Supplied material:
------------

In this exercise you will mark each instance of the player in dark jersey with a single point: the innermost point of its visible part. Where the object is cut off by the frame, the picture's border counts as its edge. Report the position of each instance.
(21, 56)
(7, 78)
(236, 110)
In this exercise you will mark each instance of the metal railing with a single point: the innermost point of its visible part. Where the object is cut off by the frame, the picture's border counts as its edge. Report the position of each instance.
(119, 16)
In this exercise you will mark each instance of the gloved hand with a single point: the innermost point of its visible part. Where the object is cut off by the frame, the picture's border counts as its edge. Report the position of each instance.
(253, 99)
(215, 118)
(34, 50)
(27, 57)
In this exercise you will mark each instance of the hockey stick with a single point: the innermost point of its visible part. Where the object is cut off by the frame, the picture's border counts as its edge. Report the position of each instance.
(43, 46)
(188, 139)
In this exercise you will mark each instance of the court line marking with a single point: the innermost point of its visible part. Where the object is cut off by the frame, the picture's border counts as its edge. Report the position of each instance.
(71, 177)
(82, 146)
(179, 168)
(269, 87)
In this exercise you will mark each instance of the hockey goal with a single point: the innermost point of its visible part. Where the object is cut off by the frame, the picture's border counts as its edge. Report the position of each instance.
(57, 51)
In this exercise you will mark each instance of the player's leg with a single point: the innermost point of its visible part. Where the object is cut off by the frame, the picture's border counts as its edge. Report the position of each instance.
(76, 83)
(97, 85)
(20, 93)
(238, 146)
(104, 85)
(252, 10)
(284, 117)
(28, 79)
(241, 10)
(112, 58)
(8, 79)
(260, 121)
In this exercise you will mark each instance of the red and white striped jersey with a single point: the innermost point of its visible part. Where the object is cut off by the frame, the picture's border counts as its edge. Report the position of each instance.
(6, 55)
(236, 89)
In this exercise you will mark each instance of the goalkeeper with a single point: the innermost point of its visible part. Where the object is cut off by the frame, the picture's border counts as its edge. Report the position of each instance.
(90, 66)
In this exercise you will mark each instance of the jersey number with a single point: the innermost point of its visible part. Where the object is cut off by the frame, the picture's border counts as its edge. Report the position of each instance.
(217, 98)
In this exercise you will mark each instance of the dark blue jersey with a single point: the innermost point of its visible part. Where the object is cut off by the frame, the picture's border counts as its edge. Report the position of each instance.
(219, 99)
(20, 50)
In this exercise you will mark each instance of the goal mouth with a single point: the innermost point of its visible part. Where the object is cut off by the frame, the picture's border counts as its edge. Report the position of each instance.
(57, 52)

------------

Task brief: Could you update the data above so that every "innermost point" becomes "central point", with nothing else changed?

Result:
In this exercise you will mark each instance of the player in dark jersey with a single point: the central point of its visible part. Where the object is cut off by the frame, the picture's border counts as its edge. Report the position of each instance.
(21, 56)
(7, 78)
(236, 110)
In this exercise you will mark each instance of the metal railing with a single point: the central point of its visible part. Where the object is cut off by the frame, the picture's border counts as its edge. Report the position of each instance.
(119, 16)
In this exercise you will mark each instance of the gloved hand with a single point: the central point of its visible part. Where the object is cut off by the frame, the picture's border counts as its edge. Report the position of each instance.
(253, 99)
(215, 118)
(34, 50)
(27, 57)
In this exercise you will mark each instance of the hockey stick with a single point: the central point of its visible part. Where the object is cut off by the frame, the picture's border counts as its edge. Report the position of each instance.
(43, 46)
(188, 139)
In this exercise you will mark each instance of the court line marking with a single point: the central point of its visible part. Where the object is cut off by the frame, the picture's border counts as its edge. Report the position of each instance.
(71, 177)
(82, 146)
(179, 168)
(269, 87)
In this exercise you will mark each instance of the hockey goal with a single point: the central point of its visible part. Where the object is cut off by the frame, the picture's border counts as its edge. Report the position of each instance.
(57, 51)
In this exercise you will mark each instance of the player's leg with a single point: the central point of its visible part. Where the object is cut off by the frame, the picture's border counts as its edge. Report the position of each instance.
(76, 83)
(97, 85)
(20, 93)
(238, 146)
(104, 85)
(252, 10)
(284, 117)
(28, 79)
(241, 10)
(112, 58)
(8, 79)
(260, 121)
In this exercise you will mark each instance of the red and white striped jersey with a single point: the central point of its visible part. Where the object is cut off by the frame, the picture's border counts as its edge. Report the position of each instance.
(6, 55)
(236, 89)
In this exercise you will mark each instance of the goalkeeper with a single point: the central point of its visible part. Where the object is cut off by the frame, the picture's border counts as its edge. Report the position of each instance.
(90, 66)
In this exercise you will mark each instance of the jersey number with a single point: the central point of its visible part. Where the object is cut off by the frame, the picture's border counts as its edge. Report the position of each instance.
(217, 98)
In this exercise you will mark each instance of the dark blue jersey with a single point: the central point of its visible part. Where the object is cut off by the frame, the picture's border counts as its edge. Report the position of each instance.
(219, 99)
(20, 50)
In this exercise you will mark each instance of the goal mouth with a single point: the central point of its visible part. Where the object is cut off by the frame, the picture's border counts as its edge. Report the position of each instance.
(57, 52)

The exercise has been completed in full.